(SOURCE INFORMATION)

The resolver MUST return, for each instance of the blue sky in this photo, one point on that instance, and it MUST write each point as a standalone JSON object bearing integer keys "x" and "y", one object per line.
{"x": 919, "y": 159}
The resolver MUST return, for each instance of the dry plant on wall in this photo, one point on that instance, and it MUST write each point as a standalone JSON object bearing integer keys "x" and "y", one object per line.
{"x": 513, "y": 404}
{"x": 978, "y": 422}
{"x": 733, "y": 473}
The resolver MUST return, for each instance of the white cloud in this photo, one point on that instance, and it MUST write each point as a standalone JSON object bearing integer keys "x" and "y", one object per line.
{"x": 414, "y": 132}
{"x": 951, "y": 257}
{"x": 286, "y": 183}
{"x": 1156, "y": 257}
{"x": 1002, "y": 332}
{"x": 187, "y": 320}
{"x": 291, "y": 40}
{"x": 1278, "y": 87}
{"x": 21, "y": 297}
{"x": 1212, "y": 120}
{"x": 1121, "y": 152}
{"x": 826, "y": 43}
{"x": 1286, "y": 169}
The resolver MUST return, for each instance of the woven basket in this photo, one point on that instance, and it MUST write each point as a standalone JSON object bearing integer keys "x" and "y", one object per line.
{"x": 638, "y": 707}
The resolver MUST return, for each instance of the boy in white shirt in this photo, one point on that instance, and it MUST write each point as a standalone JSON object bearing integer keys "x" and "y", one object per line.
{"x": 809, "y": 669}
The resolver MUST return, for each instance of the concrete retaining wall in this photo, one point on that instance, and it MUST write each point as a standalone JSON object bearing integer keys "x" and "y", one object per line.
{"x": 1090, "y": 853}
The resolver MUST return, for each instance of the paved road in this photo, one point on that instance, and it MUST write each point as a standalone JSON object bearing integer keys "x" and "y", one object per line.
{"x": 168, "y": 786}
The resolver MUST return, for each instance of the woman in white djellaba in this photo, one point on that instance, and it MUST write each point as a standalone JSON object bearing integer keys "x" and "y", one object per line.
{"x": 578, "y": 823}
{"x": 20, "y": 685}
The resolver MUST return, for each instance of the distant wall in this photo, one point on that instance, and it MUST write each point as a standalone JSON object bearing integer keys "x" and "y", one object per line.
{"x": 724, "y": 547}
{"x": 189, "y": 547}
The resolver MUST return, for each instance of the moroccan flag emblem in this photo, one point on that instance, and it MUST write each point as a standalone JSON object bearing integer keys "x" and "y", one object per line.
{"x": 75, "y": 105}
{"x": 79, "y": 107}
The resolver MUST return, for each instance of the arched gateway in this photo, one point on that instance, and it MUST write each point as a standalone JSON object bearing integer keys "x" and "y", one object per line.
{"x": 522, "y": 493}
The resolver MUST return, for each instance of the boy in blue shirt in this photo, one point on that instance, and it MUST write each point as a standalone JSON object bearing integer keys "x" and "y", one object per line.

(End SOURCE INFORMATION)

EXERCISE PROMPT: The expected response consists solely of the lines from the one with "The resolver MUST return, for each instance of the arched" through the end of the records, repeated exactly.

SOLUTION TO THIS PROBLEM:
The resolver MUST return, for each instance of the arched gateway in this photo, one point on that instance, and it MUST write each point as a standalone JSON object bearing integer keys "x" and "y", one object per line.
{"x": 522, "y": 493}
The resolver MUST return, for each instance of the boy in blue shirt in this photo, one point on that instance, and it MUST write each point as a standalone JSON object bearing integer keys "x" and "y", one object per line.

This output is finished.